**STUDY MATERIAL**
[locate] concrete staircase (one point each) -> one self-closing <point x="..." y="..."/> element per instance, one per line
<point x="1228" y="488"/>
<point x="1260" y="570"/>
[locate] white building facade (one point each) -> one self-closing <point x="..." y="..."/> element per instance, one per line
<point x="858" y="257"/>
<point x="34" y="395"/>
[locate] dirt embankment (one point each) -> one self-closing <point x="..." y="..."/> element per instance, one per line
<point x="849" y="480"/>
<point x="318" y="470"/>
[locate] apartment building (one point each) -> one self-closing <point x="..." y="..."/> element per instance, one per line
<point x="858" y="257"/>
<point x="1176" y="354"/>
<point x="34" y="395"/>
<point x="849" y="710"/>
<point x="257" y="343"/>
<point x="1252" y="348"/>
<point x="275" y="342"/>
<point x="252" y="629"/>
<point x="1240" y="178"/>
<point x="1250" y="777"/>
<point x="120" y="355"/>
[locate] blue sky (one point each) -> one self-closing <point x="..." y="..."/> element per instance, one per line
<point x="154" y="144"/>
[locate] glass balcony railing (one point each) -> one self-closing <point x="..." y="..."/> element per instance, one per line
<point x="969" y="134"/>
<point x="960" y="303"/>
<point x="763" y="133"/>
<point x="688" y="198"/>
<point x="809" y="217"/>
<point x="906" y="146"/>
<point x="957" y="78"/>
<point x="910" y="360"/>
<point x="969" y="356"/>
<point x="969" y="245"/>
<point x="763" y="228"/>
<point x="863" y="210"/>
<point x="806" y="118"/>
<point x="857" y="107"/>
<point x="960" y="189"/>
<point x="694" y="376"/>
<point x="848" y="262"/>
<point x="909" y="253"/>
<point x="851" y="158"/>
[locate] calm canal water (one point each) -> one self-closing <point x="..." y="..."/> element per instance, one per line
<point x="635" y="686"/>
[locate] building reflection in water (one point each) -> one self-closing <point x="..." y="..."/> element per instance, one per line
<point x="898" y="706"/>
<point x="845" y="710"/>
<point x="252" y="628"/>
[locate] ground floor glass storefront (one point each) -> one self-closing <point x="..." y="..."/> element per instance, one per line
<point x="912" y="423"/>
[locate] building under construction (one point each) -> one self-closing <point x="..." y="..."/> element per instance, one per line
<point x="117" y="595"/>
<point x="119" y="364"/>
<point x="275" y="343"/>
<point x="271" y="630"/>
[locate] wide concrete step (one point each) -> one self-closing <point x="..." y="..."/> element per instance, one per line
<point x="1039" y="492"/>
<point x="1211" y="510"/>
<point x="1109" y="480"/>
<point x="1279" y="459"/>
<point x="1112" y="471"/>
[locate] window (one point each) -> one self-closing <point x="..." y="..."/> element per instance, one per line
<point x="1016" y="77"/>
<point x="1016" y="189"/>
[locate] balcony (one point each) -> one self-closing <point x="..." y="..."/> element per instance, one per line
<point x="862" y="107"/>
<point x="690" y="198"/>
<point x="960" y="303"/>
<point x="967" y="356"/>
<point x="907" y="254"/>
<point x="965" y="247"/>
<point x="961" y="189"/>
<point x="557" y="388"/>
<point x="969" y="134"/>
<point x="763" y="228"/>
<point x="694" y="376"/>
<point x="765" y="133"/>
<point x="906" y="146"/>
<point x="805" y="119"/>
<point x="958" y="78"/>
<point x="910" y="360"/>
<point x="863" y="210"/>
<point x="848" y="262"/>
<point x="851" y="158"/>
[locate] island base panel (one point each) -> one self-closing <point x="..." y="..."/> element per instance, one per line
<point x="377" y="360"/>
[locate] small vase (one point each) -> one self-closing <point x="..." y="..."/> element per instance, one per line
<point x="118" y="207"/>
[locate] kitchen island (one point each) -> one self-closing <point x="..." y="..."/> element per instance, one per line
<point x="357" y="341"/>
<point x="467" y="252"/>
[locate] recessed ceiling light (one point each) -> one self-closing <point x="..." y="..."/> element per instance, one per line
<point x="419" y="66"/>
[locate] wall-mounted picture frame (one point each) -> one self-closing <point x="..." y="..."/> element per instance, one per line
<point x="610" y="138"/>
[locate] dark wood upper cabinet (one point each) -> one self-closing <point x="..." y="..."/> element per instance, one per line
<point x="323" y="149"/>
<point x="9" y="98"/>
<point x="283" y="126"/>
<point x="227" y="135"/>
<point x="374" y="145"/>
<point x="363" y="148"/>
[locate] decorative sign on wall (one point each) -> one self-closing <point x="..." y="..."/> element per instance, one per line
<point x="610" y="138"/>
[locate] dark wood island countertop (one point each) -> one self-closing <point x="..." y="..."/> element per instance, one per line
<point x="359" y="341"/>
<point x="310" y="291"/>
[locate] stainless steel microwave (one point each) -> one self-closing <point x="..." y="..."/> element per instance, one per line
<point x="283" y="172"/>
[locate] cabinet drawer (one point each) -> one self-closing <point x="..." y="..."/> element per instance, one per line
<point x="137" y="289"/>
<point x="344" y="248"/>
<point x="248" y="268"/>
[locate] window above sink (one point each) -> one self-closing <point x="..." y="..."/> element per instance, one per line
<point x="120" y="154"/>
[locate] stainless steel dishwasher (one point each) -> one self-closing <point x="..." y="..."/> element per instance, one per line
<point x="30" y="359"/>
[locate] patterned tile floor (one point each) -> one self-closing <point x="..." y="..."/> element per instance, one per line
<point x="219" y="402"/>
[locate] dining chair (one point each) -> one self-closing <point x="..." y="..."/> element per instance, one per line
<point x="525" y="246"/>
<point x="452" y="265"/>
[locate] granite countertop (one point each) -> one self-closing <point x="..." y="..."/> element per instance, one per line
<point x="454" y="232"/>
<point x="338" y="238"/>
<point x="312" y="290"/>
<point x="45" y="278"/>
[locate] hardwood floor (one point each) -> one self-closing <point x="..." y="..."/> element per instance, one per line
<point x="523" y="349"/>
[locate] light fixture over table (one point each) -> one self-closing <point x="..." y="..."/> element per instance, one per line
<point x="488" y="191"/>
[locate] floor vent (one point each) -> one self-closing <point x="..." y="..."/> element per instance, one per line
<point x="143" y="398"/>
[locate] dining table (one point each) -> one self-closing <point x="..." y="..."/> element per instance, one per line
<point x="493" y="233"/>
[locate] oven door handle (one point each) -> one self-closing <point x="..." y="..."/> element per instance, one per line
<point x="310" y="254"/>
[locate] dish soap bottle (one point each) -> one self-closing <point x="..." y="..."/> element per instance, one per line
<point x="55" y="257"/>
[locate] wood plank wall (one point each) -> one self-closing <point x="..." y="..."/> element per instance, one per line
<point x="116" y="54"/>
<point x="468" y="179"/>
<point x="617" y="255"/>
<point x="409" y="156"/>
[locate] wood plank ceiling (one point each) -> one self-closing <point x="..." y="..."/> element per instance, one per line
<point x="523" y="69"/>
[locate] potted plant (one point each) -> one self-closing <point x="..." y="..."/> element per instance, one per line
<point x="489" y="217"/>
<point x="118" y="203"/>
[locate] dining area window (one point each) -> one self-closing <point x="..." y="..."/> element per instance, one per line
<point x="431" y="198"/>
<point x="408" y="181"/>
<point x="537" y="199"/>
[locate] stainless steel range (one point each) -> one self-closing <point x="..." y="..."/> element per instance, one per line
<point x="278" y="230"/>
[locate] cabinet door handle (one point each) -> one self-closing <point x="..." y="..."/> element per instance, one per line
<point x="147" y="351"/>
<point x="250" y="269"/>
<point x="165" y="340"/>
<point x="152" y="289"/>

**TASK TO CARRY OUT**
Output the entire listing above, character for character.

**RESPONSE**
[locate] concrete staircase (one point each) -> one self-closing <point x="..." y="..."/> element per instance, one per line
<point x="1228" y="488"/>
<point x="1260" y="570"/>
[locate] white building facade (one point each) -> one self-closing <point x="..." y="..."/> element per instance, one per line
<point x="858" y="257"/>
<point x="34" y="395"/>
[locate] dirt embankment (one point each) -> one self-closing <point x="..." y="..."/> element per instance, one per line
<point x="849" y="480"/>
<point x="318" y="470"/>
[locate] apartment building (one point each) -> one self-closing <point x="..." y="..."/> element per instance, one per line
<point x="858" y="257"/>
<point x="1176" y="354"/>
<point x="34" y="395"/>
<point x="849" y="710"/>
<point x="257" y="343"/>
<point x="1252" y="348"/>
<point x="275" y="342"/>
<point x="252" y="629"/>
<point x="1240" y="178"/>
<point x="1250" y="777"/>
<point x="120" y="355"/>
[locate] blue sky (one point each) -> one self-closing <point x="..." y="..."/> element per instance, one per line
<point x="154" y="144"/>
[locate] glass balcony railing (one point each) -> one self-closing <point x="..." y="..."/> element per instance, one per line
<point x="969" y="134"/>
<point x="960" y="303"/>
<point x="763" y="133"/>
<point x="688" y="198"/>
<point x="809" y="217"/>
<point x="906" y="146"/>
<point x="957" y="78"/>
<point x="910" y="360"/>
<point x="969" y="356"/>
<point x="969" y="245"/>
<point x="763" y="228"/>
<point x="863" y="210"/>
<point x="806" y="118"/>
<point x="857" y="107"/>
<point x="960" y="189"/>
<point x="694" y="376"/>
<point x="848" y="262"/>
<point x="909" y="253"/>
<point x="851" y="158"/>
[locate] calm canal water (one point each) -> one self-closing <point x="..." y="..."/> element per instance, one per line
<point x="635" y="686"/>
[locate] building reflection in water (one point each) -> one self-closing <point x="..." y="..."/> element per instance, one per line
<point x="898" y="706"/>
<point x="845" y="710"/>
<point x="252" y="628"/>
[locate] ground floor glass storefront (one point each) -> one self-closing <point x="..." y="..."/> element per instance, one per line
<point x="912" y="423"/>
[locate] building under construction (one point each) -> one self-closing <point x="..." y="..."/> element per instance, one per line
<point x="117" y="595"/>
<point x="119" y="364"/>
<point x="275" y="343"/>
<point x="271" y="630"/>
[locate] wide concrete step (one point each) -> one self-closing <point x="..." y="..."/> element per instance, one per line
<point x="1039" y="492"/>
<point x="1211" y="510"/>
<point x="1109" y="480"/>
<point x="1279" y="459"/>
<point x="1112" y="471"/>
[locate] window (one point each) -> one self-closing <point x="..." y="..."/> element per instance, one per line
<point x="1016" y="77"/>
<point x="1016" y="189"/>
[locate] balcony (one point each) -> one self-closing <point x="..." y="..."/> element per instance, one per line
<point x="862" y="107"/>
<point x="690" y="198"/>
<point x="960" y="303"/>
<point x="967" y="356"/>
<point x="907" y="254"/>
<point x="965" y="247"/>
<point x="961" y="189"/>
<point x="557" y="388"/>
<point x="969" y="134"/>
<point x="763" y="228"/>
<point x="694" y="376"/>
<point x="765" y="133"/>
<point x="906" y="146"/>
<point x="805" y="119"/>
<point x="958" y="78"/>
<point x="910" y="360"/>
<point x="863" y="210"/>
<point x="848" y="262"/>
<point x="851" y="158"/>
[locate] island base panel (one point each) -> one self-closing <point x="..." y="..."/> element per instance, one per line
<point x="377" y="360"/>
[locate] small vase (one point each) -> one self-closing <point x="..." y="..."/> element per instance, one per line
<point x="118" y="207"/>
[locate] kitchen island (one point each) -> one self-closing <point x="..." y="..."/> element per instance, one per line
<point x="357" y="341"/>
<point x="467" y="252"/>
[locate] recessed ceiling light (one point each) -> one self-closing <point x="..." y="..."/> element per instance, one per line
<point x="419" y="66"/>
[locate] wall-mounted picture frame (one point each) -> one self-closing <point x="..." y="..."/> element per instance, one per line
<point x="610" y="138"/>
[locate] dark wood upper cabinet (one point each) -> one self-closing <point x="..." y="..."/> element per instance, one per line
<point x="323" y="149"/>
<point x="9" y="98"/>
<point x="283" y="126"/>
<point x="227" y="135"/>
<point x="374" y="145"/>
<point x="363" y="148"/>
[locate] decorative sign on wall (one point each) -> one self-closing <point x="..." y="..."/> element per instance, one per line
<point x="610" y="138"/>
[locate] dark wood island countertop (one point each) -> one self-closing <point x="..." y="..."/> element per instance, one per line
<point x="359" y="341"/>
<point x="310" y="291"/>
[locate] stainless steel microwave (one point each) -> one self-closing <point x="..." y="..."/> element per instance, one per line
<point x="283" y="172"/>
[locate] cabinet drawer (one point each) -> one self-closing <point x="..." y="..."/> element per instance, one per line
<point x="137" y="289"/>
<point x="344" y="248"/>
<point x="248" y="268"/>
[locate] window above sink (one point each) -> one self-closing <point x="..." y="..."/> element per instance, one per line
<point x="120" y="154"/>
[locate] stainless steel dishwasher (one point each) -> one self-closing <point x="..." y="..."/> element per instance, one per line
<point x="30" y="359"/>
[locate] patterned tile floor (one point each) -> one self-closing <point x="..." y="..."/> element per instance, one per line
<point x="219" y="402"/>
[locate] dining chair (one point each) -> one self-closing <point x="..." y="..."/> element per instance, one per line
<point x="525" y="246"/>
<point x="452" y="265"/>
[locate] granite countertop (one point each) -> one self-closing <point x="..." y="..."/> element per instance, one per line
<point x="454" y="232"/>
<point x="338" y="238"/>
<point x="312" y="290"/>
<point x="45" y="278"/>
[locate] hardwood floor (one point each) -> one self-closing <point x="..." y="..."/> element per instance, one per line
<point x="523" y="349"/>
[locate] light fixture over table (one point each) -> one self-closing <point x="..." y="..."/> element per instance, one per line
<point x="488" y="191"/>
[locate] floor vent (one point each) -> one self-closing <point x="..." y="..."/> element per instance, one per line
<point x="143" y="398"/>
[locate] dining table (one point each) -> one self-closing <point x="..." y="..."/> element per instance, one per line
<point x="493" y="233"/>
[locate] oven door handle (one point each) -> one self-closing <point x="..." y="..."/> element per instance, one per line
<point x="310" y="254"/>
[locate] dish soap bottle (one point each) -> one self-closing <point x="..." y="..."/> element per instance, one per line
<point x="55" y="257"/>
[locate] wood plank wall (one point each) -> one self-closing <point x="..." y="..."/> element per instance, one per line
<point x="116" y="54"/>
<point x="468" y="179"/>
<point x="617" y="255"/>
<point x="409" y="156"/>
[locate] wood plank ceiling (one point each) -> one self-closing <point x="..." y="..."/> element per instance, one per line
<point x="523" y="69"/>
[locate] potted plant (one point each) -> one self-closing <point x="..." y="..."/> element per instance, one per line
<point x="489" y="217"/>
<point x="118" y="203"/>
[locate] dining area window (one point each) -> one self-closing <point x="..." y="..."/> element per instance, one per line
<point x="431" y="198"/>
<point x="408" y="181"/>
<point x="537" y="199"/>
[locate] stainless steel range (one point each) -> one self-closing <point x="..." y="..."/> element per instance, one per line
<point x="278" y="230"/>
[locate] cabinet door handle (one point each) -> one self-closing <point x="..." y="..."/> element per instance, one per line
<point x="147" y="351"/>
<point x="250" y="269"/>
<point x="165" y="340"/>
<point x="152" y="289"/>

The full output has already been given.